### WORK REQUIRED:
Reproduce the records from the line containing "target: paved walkway" through the line containing "L 1 17 L 14", replacing every occurrence of "instance" with "occurrence" and keeping everything else unchanged. Omit the pictures from your answer.

### Dataset entries:
▬▬▬▬▬▬
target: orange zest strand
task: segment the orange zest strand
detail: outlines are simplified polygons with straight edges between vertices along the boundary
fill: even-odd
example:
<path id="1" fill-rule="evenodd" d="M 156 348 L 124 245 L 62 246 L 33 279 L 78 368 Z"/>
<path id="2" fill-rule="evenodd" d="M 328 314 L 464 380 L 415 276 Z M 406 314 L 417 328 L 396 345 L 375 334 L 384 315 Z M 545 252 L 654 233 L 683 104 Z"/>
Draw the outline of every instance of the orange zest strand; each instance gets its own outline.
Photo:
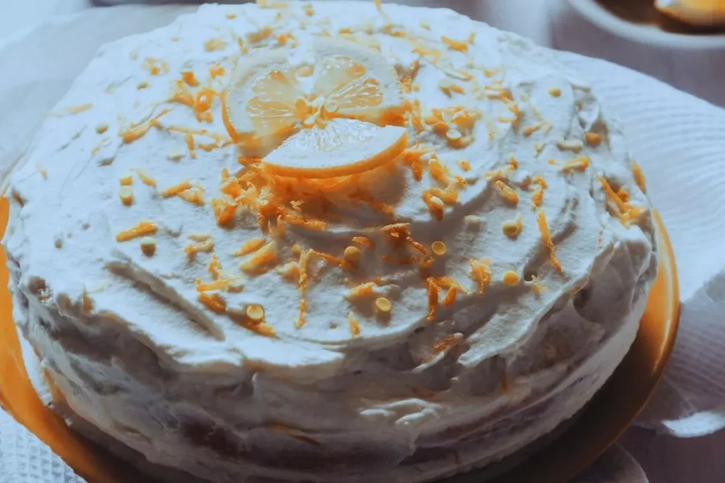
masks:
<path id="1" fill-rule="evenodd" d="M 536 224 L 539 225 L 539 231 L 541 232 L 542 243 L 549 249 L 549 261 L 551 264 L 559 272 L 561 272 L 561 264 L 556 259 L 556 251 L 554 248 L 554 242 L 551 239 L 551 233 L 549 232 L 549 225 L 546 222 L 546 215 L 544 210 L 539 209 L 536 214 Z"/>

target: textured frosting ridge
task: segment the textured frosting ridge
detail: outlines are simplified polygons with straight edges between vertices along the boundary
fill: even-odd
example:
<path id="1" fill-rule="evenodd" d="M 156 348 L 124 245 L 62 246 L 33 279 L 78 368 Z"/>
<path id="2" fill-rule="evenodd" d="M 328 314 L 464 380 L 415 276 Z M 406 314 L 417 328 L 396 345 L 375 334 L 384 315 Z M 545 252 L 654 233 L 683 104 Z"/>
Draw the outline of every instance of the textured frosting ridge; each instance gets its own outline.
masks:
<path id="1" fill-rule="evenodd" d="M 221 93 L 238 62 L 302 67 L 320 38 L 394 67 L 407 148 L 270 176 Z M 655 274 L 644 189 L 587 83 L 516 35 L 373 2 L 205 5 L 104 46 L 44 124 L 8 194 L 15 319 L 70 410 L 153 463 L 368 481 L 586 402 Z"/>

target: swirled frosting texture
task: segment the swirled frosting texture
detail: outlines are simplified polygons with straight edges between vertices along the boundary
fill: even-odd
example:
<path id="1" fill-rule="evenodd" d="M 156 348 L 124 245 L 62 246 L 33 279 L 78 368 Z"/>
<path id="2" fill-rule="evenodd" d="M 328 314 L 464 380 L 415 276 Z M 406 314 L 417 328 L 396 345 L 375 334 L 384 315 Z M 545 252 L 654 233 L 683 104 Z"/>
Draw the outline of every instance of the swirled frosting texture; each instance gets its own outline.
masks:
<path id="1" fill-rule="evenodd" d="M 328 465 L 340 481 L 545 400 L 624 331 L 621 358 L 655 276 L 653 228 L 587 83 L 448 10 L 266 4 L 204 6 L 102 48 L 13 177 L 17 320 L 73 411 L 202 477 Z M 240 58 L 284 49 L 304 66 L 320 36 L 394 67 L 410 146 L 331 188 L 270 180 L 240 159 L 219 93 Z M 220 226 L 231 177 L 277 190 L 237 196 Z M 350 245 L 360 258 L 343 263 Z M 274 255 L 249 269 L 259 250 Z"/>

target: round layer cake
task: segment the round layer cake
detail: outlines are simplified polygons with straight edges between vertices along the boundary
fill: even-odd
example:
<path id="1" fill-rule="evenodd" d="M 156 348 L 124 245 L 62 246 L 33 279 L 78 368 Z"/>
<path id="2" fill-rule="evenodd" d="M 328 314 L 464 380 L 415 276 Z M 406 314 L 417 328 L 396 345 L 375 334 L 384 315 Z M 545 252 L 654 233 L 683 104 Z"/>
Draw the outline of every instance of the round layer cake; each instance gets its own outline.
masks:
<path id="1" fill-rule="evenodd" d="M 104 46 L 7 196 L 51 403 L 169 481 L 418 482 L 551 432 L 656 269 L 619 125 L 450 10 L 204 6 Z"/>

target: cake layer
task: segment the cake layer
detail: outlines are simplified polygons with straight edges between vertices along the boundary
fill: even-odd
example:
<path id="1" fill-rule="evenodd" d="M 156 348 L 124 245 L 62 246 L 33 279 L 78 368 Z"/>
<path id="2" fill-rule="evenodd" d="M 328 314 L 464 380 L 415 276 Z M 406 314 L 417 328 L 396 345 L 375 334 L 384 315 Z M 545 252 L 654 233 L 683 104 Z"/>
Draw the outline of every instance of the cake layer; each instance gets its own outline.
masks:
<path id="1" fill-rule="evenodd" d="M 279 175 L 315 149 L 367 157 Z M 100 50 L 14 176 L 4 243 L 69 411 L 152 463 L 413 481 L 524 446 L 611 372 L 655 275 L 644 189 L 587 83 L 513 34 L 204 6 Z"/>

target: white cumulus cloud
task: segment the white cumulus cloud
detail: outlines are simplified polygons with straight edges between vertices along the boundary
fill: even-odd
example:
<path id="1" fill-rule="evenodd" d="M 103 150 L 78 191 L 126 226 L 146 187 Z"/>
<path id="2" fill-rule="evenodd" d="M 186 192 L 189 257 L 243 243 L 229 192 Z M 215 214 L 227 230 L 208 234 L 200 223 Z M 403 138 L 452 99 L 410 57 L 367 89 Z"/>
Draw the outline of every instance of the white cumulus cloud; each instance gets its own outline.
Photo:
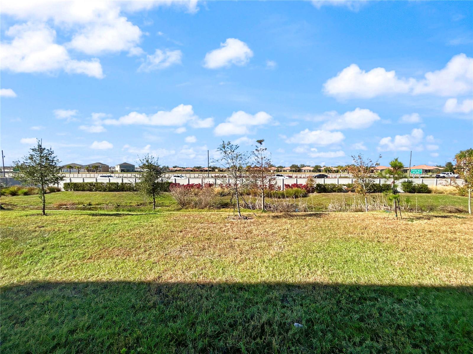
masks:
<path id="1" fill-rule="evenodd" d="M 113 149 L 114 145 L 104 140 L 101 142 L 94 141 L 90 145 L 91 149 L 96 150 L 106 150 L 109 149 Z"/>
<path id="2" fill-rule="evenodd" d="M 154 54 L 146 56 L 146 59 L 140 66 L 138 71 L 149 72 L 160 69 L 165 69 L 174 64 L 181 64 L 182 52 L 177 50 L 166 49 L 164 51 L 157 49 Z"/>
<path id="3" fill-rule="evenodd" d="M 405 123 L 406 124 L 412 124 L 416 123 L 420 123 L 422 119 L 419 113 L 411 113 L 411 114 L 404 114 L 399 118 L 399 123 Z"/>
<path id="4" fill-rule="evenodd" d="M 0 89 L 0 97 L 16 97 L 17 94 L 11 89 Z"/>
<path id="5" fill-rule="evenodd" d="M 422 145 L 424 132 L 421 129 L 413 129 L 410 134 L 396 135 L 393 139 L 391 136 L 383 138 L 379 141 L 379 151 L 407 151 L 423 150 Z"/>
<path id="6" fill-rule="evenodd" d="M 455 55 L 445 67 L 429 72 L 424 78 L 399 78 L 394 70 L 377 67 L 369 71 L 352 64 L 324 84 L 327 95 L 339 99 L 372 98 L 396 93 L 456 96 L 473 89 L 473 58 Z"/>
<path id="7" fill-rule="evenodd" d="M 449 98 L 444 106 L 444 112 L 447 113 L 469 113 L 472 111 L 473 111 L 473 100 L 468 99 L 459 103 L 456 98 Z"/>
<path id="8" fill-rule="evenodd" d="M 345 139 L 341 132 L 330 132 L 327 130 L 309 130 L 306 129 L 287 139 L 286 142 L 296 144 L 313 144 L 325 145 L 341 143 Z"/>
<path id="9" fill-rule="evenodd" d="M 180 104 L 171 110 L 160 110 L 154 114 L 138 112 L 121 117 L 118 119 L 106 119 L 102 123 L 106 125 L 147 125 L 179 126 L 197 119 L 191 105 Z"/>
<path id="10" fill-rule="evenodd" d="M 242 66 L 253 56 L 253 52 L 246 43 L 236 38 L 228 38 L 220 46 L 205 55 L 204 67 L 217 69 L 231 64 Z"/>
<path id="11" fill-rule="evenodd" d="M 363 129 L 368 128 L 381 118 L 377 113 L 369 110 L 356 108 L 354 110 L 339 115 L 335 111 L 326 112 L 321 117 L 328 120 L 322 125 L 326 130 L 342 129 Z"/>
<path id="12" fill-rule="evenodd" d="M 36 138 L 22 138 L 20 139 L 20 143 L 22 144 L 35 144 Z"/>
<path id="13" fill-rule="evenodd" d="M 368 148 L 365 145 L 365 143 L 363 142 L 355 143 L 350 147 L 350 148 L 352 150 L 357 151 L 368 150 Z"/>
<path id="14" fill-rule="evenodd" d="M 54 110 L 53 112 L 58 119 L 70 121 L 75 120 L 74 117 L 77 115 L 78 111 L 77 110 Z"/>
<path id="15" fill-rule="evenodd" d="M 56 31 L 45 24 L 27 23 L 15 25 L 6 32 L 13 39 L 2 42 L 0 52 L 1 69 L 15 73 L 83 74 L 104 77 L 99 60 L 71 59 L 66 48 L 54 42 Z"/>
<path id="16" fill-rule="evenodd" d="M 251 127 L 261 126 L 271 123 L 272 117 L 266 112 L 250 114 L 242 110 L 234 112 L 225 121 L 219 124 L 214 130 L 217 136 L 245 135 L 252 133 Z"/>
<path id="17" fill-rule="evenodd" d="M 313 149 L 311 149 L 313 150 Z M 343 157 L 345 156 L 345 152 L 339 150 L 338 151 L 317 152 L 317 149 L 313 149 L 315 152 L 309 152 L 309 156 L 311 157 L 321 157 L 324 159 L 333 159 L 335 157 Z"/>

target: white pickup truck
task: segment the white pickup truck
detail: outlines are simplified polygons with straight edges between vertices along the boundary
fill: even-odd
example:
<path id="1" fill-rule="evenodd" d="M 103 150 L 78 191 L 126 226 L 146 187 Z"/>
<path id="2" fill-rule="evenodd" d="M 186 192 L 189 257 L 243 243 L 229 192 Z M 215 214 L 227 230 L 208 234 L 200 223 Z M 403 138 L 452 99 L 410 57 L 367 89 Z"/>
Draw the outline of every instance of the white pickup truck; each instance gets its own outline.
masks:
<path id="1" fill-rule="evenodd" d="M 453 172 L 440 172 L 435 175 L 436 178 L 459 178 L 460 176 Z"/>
▬▬▬▬▬▬
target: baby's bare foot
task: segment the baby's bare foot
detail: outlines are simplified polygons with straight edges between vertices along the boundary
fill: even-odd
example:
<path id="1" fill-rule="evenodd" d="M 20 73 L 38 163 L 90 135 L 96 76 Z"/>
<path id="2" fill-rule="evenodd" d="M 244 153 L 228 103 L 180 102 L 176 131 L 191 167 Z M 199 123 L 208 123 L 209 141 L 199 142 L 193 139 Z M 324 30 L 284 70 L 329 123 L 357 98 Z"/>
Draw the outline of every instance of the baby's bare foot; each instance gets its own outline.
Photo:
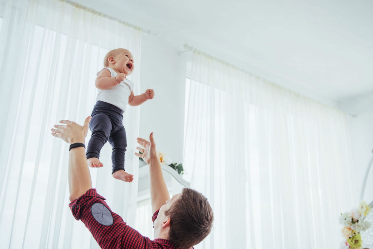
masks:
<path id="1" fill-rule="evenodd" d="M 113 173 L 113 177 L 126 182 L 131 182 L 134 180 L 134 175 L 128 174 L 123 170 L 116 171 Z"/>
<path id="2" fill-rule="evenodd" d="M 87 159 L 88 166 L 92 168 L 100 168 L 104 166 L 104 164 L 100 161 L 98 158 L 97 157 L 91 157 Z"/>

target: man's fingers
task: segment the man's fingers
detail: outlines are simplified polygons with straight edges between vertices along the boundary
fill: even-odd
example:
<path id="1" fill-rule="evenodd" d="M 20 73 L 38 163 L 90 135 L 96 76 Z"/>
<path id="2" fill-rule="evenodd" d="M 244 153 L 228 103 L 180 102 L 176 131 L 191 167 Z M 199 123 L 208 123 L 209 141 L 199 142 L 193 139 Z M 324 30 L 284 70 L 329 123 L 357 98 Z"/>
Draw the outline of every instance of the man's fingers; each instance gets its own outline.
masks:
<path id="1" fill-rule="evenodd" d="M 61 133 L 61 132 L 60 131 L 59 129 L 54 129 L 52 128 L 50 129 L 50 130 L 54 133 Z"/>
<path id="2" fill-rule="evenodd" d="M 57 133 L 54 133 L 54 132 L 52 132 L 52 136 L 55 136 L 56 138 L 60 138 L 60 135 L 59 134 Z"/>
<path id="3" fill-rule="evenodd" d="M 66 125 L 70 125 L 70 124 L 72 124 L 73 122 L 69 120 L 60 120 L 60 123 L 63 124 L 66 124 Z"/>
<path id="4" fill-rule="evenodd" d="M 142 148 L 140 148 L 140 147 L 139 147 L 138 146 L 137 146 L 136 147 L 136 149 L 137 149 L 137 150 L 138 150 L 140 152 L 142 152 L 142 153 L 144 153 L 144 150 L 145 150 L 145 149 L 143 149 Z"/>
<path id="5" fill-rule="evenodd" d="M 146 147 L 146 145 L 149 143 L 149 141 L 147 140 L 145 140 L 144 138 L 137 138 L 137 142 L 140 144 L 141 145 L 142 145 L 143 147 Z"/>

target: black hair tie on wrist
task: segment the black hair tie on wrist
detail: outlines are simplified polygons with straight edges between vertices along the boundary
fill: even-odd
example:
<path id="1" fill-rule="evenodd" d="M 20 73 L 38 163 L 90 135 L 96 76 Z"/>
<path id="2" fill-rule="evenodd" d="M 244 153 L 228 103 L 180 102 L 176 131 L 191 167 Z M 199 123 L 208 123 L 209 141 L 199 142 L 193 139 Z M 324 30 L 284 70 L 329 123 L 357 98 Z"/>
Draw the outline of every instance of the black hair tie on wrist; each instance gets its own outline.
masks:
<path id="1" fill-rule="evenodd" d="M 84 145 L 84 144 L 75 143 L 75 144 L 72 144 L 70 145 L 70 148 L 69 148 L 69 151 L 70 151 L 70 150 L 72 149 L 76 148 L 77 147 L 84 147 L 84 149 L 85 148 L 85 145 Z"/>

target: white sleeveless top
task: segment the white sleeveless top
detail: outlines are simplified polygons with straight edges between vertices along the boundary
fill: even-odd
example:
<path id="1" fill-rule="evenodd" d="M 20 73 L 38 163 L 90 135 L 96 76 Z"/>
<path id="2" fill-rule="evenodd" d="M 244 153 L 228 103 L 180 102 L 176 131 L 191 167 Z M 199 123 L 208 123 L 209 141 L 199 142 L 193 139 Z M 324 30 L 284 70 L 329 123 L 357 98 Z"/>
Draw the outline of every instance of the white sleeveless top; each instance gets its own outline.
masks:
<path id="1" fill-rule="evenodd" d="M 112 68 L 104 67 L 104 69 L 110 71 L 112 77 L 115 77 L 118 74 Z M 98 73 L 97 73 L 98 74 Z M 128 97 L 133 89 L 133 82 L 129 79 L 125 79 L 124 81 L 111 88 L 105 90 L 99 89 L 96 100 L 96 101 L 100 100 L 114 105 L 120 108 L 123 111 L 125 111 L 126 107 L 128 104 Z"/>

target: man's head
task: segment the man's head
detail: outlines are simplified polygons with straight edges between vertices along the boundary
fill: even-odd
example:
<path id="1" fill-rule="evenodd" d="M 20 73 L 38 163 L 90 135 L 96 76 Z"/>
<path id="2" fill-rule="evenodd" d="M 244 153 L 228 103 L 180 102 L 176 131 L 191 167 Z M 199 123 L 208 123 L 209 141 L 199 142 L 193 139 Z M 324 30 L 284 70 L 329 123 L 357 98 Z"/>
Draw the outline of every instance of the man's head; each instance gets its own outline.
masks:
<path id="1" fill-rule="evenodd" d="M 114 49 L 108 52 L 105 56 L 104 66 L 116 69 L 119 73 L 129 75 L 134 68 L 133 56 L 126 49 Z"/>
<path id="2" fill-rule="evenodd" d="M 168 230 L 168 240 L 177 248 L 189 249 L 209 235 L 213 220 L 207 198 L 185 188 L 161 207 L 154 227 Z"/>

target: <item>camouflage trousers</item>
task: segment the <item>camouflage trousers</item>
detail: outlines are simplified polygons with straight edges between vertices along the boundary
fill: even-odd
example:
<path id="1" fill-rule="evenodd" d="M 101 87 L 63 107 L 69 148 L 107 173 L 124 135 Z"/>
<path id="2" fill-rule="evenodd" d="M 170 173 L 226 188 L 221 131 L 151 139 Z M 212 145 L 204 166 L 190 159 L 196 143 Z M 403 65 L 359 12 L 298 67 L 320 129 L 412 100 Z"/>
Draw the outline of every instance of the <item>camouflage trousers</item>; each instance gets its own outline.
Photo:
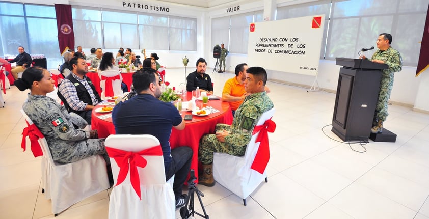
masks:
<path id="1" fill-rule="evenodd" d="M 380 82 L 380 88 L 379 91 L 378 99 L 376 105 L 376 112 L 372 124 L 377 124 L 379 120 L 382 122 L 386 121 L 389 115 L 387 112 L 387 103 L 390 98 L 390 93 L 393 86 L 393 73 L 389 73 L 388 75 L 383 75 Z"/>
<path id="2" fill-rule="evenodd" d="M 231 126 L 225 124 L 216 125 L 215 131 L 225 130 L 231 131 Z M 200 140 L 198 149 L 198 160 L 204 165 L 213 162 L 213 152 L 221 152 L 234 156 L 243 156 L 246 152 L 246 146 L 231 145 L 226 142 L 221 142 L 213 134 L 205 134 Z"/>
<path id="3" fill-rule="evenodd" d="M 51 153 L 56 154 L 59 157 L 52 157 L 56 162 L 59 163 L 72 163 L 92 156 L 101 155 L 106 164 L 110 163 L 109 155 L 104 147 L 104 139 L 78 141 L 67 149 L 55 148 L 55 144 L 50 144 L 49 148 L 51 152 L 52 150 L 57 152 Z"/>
▬▬▬▬▬▬
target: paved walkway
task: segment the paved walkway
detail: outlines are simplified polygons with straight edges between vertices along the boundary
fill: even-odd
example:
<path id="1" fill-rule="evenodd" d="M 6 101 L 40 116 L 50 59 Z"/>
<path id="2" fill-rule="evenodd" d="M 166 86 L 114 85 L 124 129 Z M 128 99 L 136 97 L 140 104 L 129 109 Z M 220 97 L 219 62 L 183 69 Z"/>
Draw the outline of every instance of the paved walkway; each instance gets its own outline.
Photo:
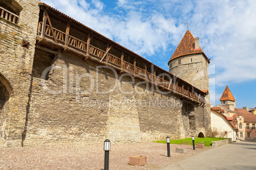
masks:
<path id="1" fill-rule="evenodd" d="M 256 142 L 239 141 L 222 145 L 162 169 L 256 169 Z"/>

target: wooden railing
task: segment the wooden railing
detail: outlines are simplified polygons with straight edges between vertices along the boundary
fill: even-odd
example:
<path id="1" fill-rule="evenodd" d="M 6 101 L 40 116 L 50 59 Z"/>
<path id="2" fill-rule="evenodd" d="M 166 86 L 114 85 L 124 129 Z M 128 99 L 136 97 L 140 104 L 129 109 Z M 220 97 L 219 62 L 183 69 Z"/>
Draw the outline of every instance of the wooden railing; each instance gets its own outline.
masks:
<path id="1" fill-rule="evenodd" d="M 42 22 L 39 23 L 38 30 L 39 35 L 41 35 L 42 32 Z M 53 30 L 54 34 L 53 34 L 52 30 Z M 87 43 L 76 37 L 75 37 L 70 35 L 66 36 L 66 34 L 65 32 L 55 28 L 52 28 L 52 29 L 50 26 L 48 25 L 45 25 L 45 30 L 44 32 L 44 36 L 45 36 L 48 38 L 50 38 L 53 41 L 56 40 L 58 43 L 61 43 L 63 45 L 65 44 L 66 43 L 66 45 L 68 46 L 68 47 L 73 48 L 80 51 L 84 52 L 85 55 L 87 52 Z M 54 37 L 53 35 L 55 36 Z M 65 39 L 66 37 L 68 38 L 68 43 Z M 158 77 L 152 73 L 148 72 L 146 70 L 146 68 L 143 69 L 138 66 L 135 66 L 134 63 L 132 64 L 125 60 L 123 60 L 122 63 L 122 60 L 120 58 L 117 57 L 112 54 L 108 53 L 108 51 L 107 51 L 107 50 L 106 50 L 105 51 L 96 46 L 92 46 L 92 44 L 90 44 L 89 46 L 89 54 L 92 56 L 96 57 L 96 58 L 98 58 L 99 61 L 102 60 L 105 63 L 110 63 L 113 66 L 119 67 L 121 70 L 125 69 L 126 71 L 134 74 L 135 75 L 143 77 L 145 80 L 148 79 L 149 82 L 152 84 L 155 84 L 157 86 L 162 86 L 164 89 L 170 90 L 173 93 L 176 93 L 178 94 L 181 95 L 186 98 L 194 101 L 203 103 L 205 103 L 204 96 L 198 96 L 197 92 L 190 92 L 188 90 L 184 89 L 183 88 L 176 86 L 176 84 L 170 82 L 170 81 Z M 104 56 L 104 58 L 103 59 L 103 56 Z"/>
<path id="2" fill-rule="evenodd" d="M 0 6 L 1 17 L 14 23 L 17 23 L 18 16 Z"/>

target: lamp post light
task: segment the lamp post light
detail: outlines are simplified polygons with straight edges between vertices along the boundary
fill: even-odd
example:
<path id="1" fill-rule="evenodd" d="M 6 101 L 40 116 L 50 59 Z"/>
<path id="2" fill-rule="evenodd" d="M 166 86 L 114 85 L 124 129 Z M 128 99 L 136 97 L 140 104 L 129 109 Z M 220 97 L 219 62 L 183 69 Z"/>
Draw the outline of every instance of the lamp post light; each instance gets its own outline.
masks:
▬▬▬▬▬▬
### EXPECTED ANSWER:
target: paved walkway
task: segment the paved walkway
detail: outlines are simplified polygons with straight edges between vertices along the boundary
fill: even-odd
example:
<path id="1" fill-rule="evenodd" d="M 6 101 L 40 116 L 50 59 Z"/>
<path id="2" fill-rule="evenodd" d="M 166 86 L 114 85 L 124 129 Z M 128 99 L 136 97 L 140 104 L 129 109 Z M 220 97 L 219 62 L 183 69 Z"/>
Draw the outline of every occurrence of the paved walkway; each occurrence gets its own outline.
Photo:
masks:
<path id="1" fill-rule="evenodd" d="M 256 142 L 239 141 L 222 145 L 162 169 L 256 169 Z"/>

target: wooden railing
task: segment the wooden railing
detail: outlines are simplified polygons with straight edges between vertices along the boundary
fill: even-odd
example:
<path id="1" fill-rule="evenodd" d="M 6 101 L 40 116 L 50 59 Z"/>
<path id="2" fill-rule="evenodd" d="M 166 86 L 114 85 L 124 129 Z M 128 99 L 136 97 L 140 104 L 129 109 Z M 220 97 L 219 62 L 183 69 Z"/>
Draw the outline of every occurrence of the wooden railing; each occurrence gets its own outline.
masks:
<path id="1" fill-rule="evenodd" d="M 42 22 L 39 23 L 38 30 L 39 35 L 41 35 L 42 32 Z M 53 30 L 54 34 L 53 34 L 52 30 Z M 87 43 L 76 37 L 75 37 L 70 35 L 66 36 L 66 34 L 65 32 L 55 28 L 52 28 L 52 29 L 50 26 L 48 25 L 45 25 L 45 30 L 44 32 L 44 36 L 45 36 L 48 38 L 50 38 L 53 41 L 56 40 L 58 43 L 61 43 L 63 45 L 65 44 L 66 43 L 66 45 L 68 46 L 68 47 L 73 48 L 80 51 L 84 52 L 85 55 L 87 52 Z M 54 37 L 53 35 L 55 36 Z M 65 39 L 66 37 L 68 38 L 68 43 Z M 158 77 L 152 73 L 148 72 L 146 70 L 146 68 L 143 69 L 138 66 L 135 66 L 134 63 L 132 64 L 125 60 L 123 60 L 122 63 L 122 60 L 120 58 L 117 57 L 112 54 L 108 53 L 108 51 L 107 51 L 107 50 L 106 50 L 105 51 L 96 46 L 92 46 L 92 44 L 90 44 L 89 46 L 89 54 L 92 56 L 96 57 L 96 58 L 98 58 L 99 61 L 102 60 L 105 63 L 110 63 L 113 66 L 119 67 L 121 70 L 125 69 L 126 71 L 134 74 L 135 75 L 143 77 L 145 80 L 148 79 L 149 82 L 152 84 L 155 84 L 157 86 L 162 86 L 164 89 L 170 90 L 173 93 L 176 93 L 178 94 L 181 95 L 186 98 L 194 101 L 203 103 L 205 103 L 204 96 L 198 96 L 197 92 L 190 92 L 188 90 L 184 89 L 183 88 L 176 86 L 176 84 L 170 82 L 170 81 Z M 104 56 L 104 58 L 103 59 L 103 56 Z"/>
<path id="2" fill-rule="evenodd" d="M 0 6 L 1 17 L 14 23 L 17 23 L 18 16 Z"/>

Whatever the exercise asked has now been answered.